> YOUR GOAL
Would you retype the whole listing exactly?
*** RAW DATA Section Begins ***
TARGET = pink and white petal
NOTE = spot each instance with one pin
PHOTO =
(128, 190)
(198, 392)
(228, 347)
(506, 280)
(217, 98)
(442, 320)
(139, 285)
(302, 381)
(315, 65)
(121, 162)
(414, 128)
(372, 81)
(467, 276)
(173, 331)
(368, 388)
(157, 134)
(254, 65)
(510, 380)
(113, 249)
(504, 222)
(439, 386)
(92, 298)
*** RAW DATA Section Ends ***
> TASK ANSWER
TARGET = pink and white petal
NOTE = spot each instance with one pin
PHOTO =
(128, 190)
(198, 392)
(228, 347)
(506, 280)
(217, 98)
(442, 320)
(139, 285)
(302, 381)
(315, 65)
(121, 162)
(414, 128)
(372, 81)
(467, 276)
(173, 331)
(368, 388)
(157, 134)
(254, 65)
(510, 380)
(113, 249)
(504, 222)
(439, 386)
(92, 298)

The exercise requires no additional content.